═════ GIVEN RECORDS ═════

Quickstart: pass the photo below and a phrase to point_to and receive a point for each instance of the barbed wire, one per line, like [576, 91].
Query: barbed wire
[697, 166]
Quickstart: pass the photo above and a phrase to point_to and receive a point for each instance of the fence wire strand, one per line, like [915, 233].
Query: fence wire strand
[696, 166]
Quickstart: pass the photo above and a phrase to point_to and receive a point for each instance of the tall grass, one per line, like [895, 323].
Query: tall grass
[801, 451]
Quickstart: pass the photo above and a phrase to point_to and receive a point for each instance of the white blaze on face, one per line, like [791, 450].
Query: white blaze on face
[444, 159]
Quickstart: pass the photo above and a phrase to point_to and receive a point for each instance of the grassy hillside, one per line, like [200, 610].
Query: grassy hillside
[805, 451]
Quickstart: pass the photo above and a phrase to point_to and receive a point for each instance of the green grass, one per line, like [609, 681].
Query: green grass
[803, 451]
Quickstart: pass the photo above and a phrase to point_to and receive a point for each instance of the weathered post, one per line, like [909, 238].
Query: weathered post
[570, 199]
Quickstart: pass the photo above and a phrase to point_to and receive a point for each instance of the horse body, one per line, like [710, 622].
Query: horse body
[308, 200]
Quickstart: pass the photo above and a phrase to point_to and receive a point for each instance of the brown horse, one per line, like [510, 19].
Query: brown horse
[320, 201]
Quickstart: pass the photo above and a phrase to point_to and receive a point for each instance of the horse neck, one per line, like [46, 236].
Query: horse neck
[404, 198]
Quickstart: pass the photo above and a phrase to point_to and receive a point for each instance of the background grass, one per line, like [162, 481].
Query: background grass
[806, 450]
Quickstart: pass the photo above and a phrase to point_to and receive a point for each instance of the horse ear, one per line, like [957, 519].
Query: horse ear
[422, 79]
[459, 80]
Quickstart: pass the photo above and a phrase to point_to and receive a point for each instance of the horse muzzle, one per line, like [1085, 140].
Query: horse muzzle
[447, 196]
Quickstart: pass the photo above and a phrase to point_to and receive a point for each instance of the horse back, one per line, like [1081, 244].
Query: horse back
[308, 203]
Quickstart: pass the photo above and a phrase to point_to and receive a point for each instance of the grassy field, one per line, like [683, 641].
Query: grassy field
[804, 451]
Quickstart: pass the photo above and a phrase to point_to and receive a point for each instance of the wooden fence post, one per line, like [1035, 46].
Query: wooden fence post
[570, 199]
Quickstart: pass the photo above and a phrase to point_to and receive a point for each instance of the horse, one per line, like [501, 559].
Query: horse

═════

▶ **YOUR INSTRUCTIONS**
Please copy all of the rows above, character for character, without changing anything.

▶ **ANSWER IN FULL**
Quickstart: pass the photo below and a phrase to point_to and receive a point for each instance of the barbed wire, one per line, like [576, 91].
Query: barbed wire
[697, 166]
Quickstart: pass the photo above and a phrase to point_to and receive a point for each instance of the fence wire strand, one per line, like [915, 233].
Query: fence wire strand
[696, 166]
Quickstart: pass the photo above and a phrase to point_to and receive a point for each instance of the tall grass, one per line, like [895, 323].
Query: tall grass
[801, 451]
Quickstart: pass the photo above and a phrase to point_to and receive a point for each instance of the white blaze on face, one per line, like [791, 450].
Query: white blaze on face
[444, 159]
Quickstart: pass the photo above and a phrase to point_to and receive a point for each instance of the grassy hillside, one per line, like [200, 610].
Query: grassy hillside
[805, 451]
Quickstart: pass the photo above and a phrase to point_to and receive a point for each instance of the green grass, one per line, like [609, 681].
Query: green grass
[803, 451]
Quickstart: pass the photo above and a phrase to point_to and receive a point for each instance of the weathered post, one per line, like [909, 238].
Query: weathered post
[570, 199]
Quickstart: pass the photo above and a phrase to point_to and receive a point for each instance of the horse body, one per line, like [710, 622].
Query: horse body
[308, 200]
Quickstart: pass the photo above and a phrase to point_to and receive a point for each instance of the brown horse, one per line, like [510, 19].
Query: brown horse
[320, 201]
Quickstart: pass the photo above and a phrase to point_to and receive a point for each instance of the horse neck, one per line, like [46, 236].
Query: horse neck
[404, 198]
Quickstart: pass the photo above and a phrase to point_to and receive a point for each instance of the background grass, one per line, like [162, 481].
Query: background grass
[806, 450]
Quickstart: pass the photo above and a phrase to point_to and receive a point for each instance of the horse ear, one per line, like [957, 519].
Query: horse ear
[422, 79]
[459, 80]
Quickstart: pass the photo above and a phrase to point_to and receive a point for each instance of the horse muzzle, one per line, like [1085, 140].
Query: horse muzzle
[447, 196]
Quickstart: pass the photo above and a phrase to point_to and receive a point for each instance of the horse back, one per line, like [1081, 244].
Query: horse back
[308, 203]
Quickstart: pass the photo above and a phrase to point_to and receive a point for each instance of the grassy field, one per line, like [683, 641].
Query: grassy field
[804, 451]
Quickstart: pass the photo above and a phrase to point_to and receive a point for each instance of the wooden fence post, one per line, like [1035, 46].
Query: wooden fence post
[570, 199]
Quickstart: pass the photo above and a phrase to point_to and receive a point for each instance of the horse, one per line, like [501, 559].
Query: horse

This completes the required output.